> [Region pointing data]

------------------------------------

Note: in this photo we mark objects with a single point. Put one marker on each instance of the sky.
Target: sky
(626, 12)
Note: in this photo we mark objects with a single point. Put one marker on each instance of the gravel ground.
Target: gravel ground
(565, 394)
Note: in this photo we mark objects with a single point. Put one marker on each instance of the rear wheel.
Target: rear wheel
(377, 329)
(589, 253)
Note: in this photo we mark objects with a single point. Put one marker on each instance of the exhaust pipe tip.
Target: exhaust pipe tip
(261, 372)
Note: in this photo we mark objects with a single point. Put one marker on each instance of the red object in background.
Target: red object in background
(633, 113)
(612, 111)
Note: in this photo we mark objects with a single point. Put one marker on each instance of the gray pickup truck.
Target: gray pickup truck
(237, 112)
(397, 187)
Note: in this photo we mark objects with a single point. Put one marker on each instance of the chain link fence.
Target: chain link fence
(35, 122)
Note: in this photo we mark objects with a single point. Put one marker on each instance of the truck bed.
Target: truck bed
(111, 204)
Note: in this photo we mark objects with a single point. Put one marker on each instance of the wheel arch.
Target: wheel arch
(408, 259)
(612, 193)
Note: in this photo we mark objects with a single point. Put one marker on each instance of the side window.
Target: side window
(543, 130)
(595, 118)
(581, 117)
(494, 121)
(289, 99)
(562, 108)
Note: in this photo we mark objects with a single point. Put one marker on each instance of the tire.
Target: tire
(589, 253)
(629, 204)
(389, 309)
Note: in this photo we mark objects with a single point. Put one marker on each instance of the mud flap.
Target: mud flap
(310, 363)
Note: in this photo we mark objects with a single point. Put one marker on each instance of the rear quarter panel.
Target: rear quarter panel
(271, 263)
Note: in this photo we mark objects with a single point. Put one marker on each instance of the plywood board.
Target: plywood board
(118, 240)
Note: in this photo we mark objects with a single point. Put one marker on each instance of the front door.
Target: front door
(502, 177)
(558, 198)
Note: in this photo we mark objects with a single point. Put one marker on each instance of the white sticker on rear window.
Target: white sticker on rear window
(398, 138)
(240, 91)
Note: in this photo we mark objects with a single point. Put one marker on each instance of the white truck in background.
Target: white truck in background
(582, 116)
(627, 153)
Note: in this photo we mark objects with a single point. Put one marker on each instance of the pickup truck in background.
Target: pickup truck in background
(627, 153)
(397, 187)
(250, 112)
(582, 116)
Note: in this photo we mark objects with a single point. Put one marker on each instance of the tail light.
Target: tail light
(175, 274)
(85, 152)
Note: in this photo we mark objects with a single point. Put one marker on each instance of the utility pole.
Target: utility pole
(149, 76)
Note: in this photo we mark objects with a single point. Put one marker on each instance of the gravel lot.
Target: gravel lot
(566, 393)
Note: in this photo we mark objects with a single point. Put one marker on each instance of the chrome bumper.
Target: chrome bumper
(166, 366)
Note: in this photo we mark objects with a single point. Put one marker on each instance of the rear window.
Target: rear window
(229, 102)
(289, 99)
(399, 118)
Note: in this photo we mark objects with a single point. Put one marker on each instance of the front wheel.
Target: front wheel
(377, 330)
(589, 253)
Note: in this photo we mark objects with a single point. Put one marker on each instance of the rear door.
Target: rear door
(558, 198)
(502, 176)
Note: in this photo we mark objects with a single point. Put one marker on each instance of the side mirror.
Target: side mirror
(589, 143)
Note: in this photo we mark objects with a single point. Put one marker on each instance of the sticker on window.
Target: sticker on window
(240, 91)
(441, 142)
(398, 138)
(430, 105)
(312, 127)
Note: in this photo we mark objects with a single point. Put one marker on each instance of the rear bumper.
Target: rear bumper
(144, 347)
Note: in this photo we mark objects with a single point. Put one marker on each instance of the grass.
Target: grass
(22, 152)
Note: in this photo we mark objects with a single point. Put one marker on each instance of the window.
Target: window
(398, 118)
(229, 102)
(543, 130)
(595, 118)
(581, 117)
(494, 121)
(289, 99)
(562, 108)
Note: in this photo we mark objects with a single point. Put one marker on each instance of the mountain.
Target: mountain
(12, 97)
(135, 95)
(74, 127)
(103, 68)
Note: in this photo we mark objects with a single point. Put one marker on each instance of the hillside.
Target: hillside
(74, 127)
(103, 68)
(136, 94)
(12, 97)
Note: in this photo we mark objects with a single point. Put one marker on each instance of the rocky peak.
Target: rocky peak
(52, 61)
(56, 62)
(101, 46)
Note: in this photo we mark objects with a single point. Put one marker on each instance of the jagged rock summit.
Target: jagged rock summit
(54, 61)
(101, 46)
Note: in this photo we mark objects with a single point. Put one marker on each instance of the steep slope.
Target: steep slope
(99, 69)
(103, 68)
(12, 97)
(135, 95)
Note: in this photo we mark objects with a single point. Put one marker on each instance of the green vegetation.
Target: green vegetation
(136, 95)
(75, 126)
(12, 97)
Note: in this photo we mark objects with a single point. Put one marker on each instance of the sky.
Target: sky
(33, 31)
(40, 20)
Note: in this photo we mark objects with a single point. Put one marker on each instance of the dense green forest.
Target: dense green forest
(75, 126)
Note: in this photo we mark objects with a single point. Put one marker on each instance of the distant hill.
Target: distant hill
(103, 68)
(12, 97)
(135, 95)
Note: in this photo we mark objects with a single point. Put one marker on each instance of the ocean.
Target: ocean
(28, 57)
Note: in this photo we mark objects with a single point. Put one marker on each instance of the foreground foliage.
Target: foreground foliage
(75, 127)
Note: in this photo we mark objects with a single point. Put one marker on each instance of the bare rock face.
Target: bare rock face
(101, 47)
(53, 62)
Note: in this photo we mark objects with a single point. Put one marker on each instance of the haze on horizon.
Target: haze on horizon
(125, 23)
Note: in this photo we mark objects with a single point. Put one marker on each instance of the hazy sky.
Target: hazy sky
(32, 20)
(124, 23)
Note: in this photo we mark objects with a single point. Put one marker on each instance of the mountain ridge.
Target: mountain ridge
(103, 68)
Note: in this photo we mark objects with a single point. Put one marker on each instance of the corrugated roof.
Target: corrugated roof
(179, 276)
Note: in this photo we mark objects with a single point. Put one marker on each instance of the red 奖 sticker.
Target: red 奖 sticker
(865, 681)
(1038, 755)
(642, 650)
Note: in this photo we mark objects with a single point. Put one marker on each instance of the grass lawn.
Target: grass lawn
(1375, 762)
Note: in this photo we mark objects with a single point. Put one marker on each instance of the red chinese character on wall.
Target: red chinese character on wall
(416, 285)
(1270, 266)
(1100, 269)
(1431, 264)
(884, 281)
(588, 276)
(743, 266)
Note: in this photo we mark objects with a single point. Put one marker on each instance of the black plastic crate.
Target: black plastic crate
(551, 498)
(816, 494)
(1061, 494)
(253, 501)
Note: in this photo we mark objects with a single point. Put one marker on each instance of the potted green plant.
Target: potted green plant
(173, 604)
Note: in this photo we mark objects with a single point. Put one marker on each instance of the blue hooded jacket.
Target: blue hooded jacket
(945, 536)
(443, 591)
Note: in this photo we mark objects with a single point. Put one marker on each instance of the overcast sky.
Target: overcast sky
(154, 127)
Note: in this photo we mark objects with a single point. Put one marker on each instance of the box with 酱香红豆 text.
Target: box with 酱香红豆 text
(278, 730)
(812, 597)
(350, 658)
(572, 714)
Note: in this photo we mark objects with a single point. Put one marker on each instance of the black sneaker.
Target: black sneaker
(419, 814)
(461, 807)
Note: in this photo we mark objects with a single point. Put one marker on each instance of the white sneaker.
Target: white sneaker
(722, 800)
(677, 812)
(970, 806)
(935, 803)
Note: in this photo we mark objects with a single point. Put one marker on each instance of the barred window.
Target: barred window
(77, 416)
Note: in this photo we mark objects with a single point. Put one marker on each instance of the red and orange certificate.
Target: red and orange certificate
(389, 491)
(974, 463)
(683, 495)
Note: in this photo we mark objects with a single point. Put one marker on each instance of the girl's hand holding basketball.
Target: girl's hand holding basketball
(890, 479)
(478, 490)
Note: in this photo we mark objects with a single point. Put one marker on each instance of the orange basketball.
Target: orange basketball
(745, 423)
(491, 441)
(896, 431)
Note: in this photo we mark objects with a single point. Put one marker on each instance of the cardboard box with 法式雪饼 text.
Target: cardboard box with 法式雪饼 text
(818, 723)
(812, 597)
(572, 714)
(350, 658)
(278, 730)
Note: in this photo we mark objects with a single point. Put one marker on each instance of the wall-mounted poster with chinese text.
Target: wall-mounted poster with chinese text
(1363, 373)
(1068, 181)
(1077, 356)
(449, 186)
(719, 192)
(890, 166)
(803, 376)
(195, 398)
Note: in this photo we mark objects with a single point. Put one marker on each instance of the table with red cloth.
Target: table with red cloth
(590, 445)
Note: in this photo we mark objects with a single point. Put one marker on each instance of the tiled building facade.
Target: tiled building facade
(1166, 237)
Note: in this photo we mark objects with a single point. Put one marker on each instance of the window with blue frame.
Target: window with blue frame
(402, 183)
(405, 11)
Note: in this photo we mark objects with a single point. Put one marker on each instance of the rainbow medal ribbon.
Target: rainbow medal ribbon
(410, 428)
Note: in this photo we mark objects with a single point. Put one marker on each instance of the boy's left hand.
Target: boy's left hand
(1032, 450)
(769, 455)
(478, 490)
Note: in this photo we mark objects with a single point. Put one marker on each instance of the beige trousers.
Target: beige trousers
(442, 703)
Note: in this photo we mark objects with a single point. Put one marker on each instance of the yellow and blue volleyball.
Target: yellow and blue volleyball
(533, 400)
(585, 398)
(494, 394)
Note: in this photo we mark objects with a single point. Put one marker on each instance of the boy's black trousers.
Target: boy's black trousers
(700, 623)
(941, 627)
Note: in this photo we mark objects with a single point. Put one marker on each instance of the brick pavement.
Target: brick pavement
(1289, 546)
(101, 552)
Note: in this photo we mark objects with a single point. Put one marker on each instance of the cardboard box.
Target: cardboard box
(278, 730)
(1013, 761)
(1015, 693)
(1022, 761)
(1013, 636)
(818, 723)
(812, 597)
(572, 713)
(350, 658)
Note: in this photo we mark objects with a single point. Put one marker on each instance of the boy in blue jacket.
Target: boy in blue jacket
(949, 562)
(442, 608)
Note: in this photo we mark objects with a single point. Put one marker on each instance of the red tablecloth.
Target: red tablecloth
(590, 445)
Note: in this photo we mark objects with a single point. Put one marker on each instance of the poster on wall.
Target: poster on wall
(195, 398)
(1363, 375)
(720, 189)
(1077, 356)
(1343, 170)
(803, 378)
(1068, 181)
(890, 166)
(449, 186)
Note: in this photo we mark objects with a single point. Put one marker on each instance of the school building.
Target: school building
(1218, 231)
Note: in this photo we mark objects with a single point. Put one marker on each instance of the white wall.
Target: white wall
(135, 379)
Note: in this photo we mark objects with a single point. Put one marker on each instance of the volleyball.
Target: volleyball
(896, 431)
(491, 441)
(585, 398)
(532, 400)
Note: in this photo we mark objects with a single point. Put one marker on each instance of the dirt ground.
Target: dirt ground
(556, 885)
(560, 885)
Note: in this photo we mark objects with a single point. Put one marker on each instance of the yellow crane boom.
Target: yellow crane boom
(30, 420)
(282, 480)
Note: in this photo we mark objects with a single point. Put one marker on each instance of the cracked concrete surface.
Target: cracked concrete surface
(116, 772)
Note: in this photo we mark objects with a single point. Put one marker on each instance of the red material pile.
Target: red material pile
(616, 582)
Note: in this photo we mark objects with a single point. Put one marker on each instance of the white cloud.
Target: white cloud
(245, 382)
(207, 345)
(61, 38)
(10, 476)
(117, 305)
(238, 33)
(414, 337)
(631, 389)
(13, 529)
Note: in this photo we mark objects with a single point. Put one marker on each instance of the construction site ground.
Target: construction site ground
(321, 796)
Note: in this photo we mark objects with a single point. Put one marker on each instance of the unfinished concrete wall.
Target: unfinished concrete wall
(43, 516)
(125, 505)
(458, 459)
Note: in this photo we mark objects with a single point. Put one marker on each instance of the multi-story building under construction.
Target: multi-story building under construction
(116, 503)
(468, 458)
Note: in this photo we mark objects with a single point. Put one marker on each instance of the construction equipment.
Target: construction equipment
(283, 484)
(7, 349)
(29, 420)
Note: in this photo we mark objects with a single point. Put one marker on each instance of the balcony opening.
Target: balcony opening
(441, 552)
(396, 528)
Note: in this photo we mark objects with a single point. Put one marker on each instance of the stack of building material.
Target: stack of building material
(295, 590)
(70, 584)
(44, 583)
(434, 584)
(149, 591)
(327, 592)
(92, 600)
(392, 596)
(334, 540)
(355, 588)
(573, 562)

------------------------------------

> [Task item]
Using the entries above, return exactly the lines from the line with "Target: rocky peak" to the line with "bare rock face.", counting both of those lines.

> [Your solution]
Target: rocky peak
(52, 61)
(56, 62)
(101, 46)
Note: in this photo we mark objects with a single point. Put one marker on each instance of the jagged rock summit.
Target: jagged rock summit
(54, 61)
(101, 46)
Note: in this photo we mark objects with a single point. Put one marker on each instance of the steep slope.
Target: steep slope
(99, 69)
(103, 68)
(12, 97)
(135, 95)
Note: in this photo we mark objects with a single point. Put one marker on each instance of the green vegetation.
Target: green vegetation
(136, 95)
(75, 126)
(12, 97)
Note: in this photo we mark objects with a single point. Put one marker on each instance of the sky.
Target: sky
(33, 31)
(40, 20)
Note: in this photo we mark objects with a single point. Put one marker on each instance of the dense green forest.
Target: dense green forest
(75, 126)
Note: in this photo we mark objects with a single point. Put one marker on each instance of the distant hill.
Target: distant hill
(103, 68)
(12, 97)
(135, 95)
Note: in this photo we mark objects with a single point. Put one marker on each instance of the ocean.
Target: ocean
(28, 57)
Note: in this photo we mark objects with a single point. Put one marker on each instance of the foreground foliage.
Target: foreground foliage
(75, 127)
Note: in this photo we mark objects with a single point. Put one marker on each instance of the bare rock face.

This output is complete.